→ **Task objective**
Format the stretch from the line containing "Security feed analysis: the operator needs to locate stone" through the line containing "Security feed analysis: the operator needs to locate person" as a JSON list of strings, with one string per line and any blank lines omitted.

Coordinate annotation entries:
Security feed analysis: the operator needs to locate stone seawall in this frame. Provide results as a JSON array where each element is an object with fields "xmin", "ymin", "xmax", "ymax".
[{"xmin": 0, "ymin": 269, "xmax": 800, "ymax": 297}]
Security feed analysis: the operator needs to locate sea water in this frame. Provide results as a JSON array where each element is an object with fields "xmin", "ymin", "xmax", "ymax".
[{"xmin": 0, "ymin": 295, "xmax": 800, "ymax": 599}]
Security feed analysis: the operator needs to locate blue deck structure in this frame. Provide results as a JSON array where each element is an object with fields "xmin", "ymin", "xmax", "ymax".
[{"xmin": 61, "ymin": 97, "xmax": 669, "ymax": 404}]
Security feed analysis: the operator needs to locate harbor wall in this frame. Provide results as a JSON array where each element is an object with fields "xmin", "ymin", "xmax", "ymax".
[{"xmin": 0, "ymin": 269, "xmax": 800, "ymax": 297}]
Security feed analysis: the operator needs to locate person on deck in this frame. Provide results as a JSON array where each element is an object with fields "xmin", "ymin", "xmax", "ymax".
...
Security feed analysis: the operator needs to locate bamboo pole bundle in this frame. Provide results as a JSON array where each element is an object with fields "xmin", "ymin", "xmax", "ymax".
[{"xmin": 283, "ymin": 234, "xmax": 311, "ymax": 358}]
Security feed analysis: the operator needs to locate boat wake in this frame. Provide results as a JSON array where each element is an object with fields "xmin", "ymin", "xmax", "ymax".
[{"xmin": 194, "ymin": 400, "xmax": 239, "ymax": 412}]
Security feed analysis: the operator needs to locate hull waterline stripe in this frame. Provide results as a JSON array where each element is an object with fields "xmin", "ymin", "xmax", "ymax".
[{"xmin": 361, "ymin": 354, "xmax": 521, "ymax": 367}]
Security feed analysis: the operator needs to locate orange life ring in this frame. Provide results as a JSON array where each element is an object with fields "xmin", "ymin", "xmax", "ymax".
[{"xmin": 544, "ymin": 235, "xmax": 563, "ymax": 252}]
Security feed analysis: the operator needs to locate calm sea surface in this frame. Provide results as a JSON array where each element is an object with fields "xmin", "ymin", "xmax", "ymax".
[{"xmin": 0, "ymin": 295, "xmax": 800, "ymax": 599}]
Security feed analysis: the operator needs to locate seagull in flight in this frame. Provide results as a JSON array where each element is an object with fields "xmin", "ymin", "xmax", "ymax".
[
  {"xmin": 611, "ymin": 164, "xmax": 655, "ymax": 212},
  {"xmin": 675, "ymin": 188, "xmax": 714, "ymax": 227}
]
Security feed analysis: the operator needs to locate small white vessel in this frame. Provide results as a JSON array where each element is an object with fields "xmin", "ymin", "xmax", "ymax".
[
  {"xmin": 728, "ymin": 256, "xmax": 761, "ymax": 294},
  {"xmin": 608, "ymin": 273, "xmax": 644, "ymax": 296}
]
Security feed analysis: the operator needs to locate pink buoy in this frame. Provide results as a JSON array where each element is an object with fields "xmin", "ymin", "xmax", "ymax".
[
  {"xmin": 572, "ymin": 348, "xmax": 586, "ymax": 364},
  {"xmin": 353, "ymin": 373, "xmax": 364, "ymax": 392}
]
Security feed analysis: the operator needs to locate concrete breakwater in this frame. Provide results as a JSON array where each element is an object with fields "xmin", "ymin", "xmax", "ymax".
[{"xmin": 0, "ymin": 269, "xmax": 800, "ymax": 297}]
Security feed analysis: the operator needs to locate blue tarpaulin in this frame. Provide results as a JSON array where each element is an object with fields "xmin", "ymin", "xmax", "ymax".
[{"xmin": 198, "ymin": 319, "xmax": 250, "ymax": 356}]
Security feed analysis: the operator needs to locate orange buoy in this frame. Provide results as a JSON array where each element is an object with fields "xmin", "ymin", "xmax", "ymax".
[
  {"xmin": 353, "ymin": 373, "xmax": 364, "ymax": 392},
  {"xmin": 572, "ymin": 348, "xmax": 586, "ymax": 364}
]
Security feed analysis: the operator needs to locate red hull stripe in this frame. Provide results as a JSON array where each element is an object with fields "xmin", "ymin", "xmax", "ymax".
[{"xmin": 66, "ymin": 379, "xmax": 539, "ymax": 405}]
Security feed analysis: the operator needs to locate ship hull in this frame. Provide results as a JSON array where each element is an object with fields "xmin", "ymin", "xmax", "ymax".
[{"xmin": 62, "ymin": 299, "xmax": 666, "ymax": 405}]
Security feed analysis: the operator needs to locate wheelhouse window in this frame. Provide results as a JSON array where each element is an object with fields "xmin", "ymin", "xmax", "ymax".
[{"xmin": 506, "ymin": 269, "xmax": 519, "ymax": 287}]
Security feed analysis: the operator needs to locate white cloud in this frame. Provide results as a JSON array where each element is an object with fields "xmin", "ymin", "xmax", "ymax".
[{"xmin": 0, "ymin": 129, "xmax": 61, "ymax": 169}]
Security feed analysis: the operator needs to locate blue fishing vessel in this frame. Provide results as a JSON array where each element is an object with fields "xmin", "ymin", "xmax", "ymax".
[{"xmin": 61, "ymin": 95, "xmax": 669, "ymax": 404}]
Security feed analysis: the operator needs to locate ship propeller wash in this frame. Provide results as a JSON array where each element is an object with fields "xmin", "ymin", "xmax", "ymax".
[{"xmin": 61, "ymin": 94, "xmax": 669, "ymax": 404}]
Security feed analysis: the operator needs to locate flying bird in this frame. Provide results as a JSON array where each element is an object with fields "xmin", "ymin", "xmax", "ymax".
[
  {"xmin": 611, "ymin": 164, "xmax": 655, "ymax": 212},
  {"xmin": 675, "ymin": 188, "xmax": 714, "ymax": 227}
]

→ **Solution to this problem**
[
  "Security feed analysis: the operator needs to locate stone seawall in this frame. Provide results as a JSON array where each element is an object with fields \"xmin\", \"ymin\", \"xmax\", \"ymax\".",
  "[{\"xmin\": 0, \"ymin\": 269, \"xmax\": 800, \"ymax\": 297}]",
  "Security feed analysis: the operator needs to locate sea water in this frame. Provide results as a JSON array where each element is an object with fields \"xmin\", \"ymin\", \"xmax\", \"ymax\".",
  "[{\"xmin\": 0, \"ymin\": 295, \"xmax\": 800, \"ymax\": 599}]",
  "Security feed analysis: the operator needs to locate blue deck structure in this frame. Provide results as a JSON array where each element is an object with fields \"xmin\", \"ymin\", \"xmax\", \"ymax\".",
  "[{\"xmin\": 61, \"ymin\": 97, \"xmax\": 669, \"ymax\": 404}]",
  "Security feed analysis: the operator needs to locate harbor wall in this frame. Provide results as a JSON array where each element is an object with fields \"xmin\", \"ymin\", \"xmax\", \"ymax\".",
  "[{\"xmin\": 0, \"ymin\": 269, \"xmax\": 800, \"ymax\": 297}]",
  "Security feed analysis: the operator needs to locate person on deck in this frame. Provide results as a JSON array where each element is an object with fields \"xmin\", \"ymin\", \"xmax\", \"ymax\"."
]